= What this task involves =
The string "below" may appear in lines of the listing. Report each line where it does.

-- Data shown follows --

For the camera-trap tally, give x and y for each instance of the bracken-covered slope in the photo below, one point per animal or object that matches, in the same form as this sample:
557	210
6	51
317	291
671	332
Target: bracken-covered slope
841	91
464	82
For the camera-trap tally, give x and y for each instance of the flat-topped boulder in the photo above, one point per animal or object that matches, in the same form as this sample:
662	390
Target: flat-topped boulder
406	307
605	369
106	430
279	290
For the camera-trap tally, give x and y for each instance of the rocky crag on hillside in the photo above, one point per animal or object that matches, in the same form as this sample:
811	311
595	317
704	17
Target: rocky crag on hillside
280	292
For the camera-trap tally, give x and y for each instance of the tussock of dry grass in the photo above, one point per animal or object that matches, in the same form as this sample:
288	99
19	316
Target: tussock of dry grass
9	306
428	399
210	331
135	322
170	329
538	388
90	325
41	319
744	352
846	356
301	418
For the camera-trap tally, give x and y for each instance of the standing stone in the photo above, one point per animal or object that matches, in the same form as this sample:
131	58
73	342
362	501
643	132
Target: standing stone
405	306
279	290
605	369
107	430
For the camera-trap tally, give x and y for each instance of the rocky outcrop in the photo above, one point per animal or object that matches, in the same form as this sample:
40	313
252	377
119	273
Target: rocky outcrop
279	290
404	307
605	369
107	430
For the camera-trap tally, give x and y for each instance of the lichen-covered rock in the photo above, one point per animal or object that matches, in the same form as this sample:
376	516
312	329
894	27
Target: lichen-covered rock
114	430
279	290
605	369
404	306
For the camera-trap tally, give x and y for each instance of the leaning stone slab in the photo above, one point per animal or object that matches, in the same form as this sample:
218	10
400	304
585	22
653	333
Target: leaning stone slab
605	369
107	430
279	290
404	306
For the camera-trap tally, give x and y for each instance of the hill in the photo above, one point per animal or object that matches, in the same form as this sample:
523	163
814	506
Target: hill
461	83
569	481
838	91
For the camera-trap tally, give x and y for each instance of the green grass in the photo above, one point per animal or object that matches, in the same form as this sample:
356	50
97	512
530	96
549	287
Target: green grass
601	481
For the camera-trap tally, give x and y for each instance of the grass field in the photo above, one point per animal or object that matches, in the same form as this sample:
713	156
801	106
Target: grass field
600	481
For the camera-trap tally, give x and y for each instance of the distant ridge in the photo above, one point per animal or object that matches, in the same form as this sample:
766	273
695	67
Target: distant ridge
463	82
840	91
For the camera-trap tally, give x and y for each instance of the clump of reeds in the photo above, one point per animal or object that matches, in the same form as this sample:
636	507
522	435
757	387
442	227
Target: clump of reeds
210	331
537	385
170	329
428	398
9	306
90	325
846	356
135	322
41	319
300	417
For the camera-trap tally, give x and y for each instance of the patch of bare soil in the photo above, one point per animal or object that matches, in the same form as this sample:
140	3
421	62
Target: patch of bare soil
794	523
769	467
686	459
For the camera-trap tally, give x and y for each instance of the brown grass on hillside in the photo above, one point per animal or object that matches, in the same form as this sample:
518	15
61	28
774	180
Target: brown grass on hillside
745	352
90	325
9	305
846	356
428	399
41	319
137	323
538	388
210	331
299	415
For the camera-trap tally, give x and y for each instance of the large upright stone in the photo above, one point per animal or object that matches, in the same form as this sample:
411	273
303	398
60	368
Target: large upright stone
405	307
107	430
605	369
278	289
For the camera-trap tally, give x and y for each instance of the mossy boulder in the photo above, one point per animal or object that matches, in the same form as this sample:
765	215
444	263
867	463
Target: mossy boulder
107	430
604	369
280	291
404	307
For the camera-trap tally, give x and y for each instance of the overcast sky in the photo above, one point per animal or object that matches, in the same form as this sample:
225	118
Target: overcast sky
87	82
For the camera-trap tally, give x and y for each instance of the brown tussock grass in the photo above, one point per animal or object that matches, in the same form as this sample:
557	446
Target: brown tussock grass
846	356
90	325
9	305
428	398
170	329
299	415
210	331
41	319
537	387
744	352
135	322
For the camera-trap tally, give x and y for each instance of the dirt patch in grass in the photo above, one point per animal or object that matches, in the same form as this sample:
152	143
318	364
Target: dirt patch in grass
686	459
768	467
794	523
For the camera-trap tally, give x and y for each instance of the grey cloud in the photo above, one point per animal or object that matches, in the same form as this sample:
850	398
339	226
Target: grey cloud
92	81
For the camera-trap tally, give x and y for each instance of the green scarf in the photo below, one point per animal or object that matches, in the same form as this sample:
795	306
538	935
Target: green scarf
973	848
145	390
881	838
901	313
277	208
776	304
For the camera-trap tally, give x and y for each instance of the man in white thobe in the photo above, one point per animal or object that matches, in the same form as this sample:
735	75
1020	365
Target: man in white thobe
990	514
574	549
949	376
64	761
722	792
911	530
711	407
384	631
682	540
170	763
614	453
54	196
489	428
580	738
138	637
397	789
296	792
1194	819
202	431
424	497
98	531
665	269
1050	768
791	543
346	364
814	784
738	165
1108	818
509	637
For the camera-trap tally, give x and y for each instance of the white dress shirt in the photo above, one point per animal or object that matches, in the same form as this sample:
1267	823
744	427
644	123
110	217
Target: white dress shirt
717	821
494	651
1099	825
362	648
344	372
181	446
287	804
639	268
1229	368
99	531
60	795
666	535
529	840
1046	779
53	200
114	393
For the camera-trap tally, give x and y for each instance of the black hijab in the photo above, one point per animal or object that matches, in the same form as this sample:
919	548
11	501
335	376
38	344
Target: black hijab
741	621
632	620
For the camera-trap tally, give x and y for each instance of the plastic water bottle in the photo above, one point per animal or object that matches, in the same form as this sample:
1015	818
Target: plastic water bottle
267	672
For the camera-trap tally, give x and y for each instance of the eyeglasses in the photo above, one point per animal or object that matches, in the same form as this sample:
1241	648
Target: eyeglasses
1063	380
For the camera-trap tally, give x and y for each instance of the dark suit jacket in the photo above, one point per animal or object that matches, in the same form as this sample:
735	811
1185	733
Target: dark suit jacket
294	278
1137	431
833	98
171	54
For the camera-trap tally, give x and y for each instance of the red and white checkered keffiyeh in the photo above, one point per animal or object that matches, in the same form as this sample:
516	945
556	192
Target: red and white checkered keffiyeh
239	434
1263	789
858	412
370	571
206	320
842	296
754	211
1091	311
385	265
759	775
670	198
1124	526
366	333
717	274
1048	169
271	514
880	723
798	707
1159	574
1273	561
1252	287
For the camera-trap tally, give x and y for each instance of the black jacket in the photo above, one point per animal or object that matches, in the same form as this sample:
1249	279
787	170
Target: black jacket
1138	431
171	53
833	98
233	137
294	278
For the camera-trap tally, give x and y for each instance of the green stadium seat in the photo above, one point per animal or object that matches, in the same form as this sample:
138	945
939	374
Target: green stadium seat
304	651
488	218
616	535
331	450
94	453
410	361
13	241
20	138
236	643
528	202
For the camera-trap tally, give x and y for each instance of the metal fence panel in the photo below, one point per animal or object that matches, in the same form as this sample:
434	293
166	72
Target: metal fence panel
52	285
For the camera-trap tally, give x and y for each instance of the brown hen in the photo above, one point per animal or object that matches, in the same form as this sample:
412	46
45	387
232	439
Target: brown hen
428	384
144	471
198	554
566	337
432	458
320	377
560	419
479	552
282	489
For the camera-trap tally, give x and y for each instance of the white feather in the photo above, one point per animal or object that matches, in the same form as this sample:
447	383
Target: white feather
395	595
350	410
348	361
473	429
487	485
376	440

-- Data shown concluded --

= Problem solution =
For the camera-trap tally, give x and y for each instance of the bracken-covered slope in the photo below, one point per animal or object that matches, in the same form as this sample:
For the camera-trap tally, give x and y for each instance of the green scarf in the photo below, one point per animal or object that matches, in the same form as this sample:
For the camera-trap tally, give x and y for each instance of the metal fence panel in the photo below, one point per animal or object that matches, in the same form as this sample:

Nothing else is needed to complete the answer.